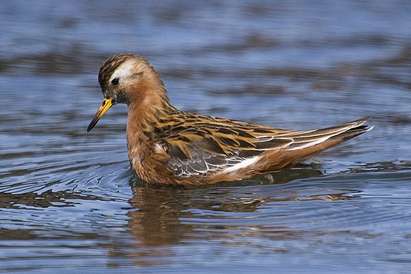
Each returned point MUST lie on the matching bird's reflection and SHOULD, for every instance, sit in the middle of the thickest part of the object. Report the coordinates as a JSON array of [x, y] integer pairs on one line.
[[163, 217]]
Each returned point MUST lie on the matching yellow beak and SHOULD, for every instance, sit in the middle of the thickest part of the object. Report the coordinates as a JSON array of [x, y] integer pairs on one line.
[[105, 106]]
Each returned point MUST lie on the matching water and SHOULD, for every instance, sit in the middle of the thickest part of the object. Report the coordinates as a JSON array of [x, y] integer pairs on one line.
[[69, 202]]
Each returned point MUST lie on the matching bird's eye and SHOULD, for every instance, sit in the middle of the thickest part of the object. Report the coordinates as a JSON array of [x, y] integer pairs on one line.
[[115, 81]]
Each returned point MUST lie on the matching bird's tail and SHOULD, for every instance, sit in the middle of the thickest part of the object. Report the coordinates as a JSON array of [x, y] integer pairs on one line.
[[307, 143]]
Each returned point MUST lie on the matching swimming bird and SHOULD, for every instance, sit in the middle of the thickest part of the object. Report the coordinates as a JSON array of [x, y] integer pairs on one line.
[[170, 146]]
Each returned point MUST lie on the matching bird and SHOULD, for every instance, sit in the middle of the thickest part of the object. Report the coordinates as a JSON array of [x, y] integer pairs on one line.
[[169, 146]]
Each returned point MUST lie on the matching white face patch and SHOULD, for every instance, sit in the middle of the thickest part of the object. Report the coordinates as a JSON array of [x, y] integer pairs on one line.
[[123, 71]]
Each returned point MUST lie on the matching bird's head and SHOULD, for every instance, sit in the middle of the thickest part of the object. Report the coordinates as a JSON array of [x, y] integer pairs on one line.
[[127, 79]]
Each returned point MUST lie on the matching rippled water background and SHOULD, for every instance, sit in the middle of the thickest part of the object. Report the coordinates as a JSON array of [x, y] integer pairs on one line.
[[69, 202]]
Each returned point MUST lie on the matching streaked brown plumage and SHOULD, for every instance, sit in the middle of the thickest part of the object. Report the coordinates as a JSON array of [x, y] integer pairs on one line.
[[169, 146]]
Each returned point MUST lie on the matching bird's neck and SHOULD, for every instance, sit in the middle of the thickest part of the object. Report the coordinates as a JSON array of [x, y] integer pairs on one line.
[[144, 117]]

__________________________________________________

Problem details> Could you output every record above exactly as it appears, without the pictures?

Response area>
Each returned point MUST lie on the matching bird's reflection and SHOULD, for every instance, sit in the middle of the thickest part of the object. Report the coordinates as a JSON array of [x, y] integer pairs on one line.
[[163, 217]]
Each returned point MUST lie on the matching yellow beak and SHOULD, for every instance, sit in the middle of the thickest part of the object. Report the coordinates as a JSON array of [x, y] integer pairs on one line.
[[105, 106]]
Each returned point MUST lie on the matching water and SHOULD, for every instance, sit in the middle of the thickest part of the object. Report the coordinates as a JSON array of [x, y] integer pairs on one line.
[[69, 202]]
Each returned point MUST lie on the matching bird's eye and SHOULD, for every instance, sit in the middle of the thickest part of the object. Report the coordinates as a JSON array of [x, y] integer pairs on one line.
[[115, 81]]
Each returned point MUST lie on the matching bird's tail and SHOULD, for every instance, sit in the middle of the thickest part of the object. Report the coordinates as a JSON array of [x, y] integer pairs on one line.
[[307, 143]]
Each returned point MUST lie on the matching swimming bird and SHOULD, for every instance, sit in the middle of the thickest part of the object. Report the coordinates as a JSON array of [x, y] integer pairs on one line.
[[170, 146]]
Each returned point MUST lie on the matching bird and SHOULD, for every instance, sit in the middle of the thickest part of the object. Report the coordinates as a JSON array of [x, y] integer pairs on one line.
[[169, 146]]
Each returned point MUST lie on the matching white face patch and SHOULD, for every instance, sit in the middle of the thickest part of the object. Report the coordinates as a JSON array of [x, y] integer pairs on one line.
[[123, 71]]
Each returned point MUST lie on the matching bird's head and SHOULD, for every instance, sit in the middle of the thickest part of the object. Report the coordinates as a JSON array of [x, y] integer pairs on one line.
[[127, 79]]
Each returned point MUST lie on the matching rippled water background and SHOULD, for every instance, sit in the middle of the thickest part of the object. Report the coordinates as a JSON array of [x, y] integer pairs on one line.
[[69, 202]]
Each returned point MUST lie on the matching streaked brown plumage and SHOULD, for every instance, sit in the middle of the thickest part of the object. Report the coordinates as a JSON array of [x, y] integer pairs on one line.
[[169, 146]]
Each returned point MUST lie on the matching bird's neck and SHOULD, for every instance, sit in the middle of the thickest part of the object. Report the coordinates as a JSON array of [x, y] integer pairs on one line.
[[144, 117]]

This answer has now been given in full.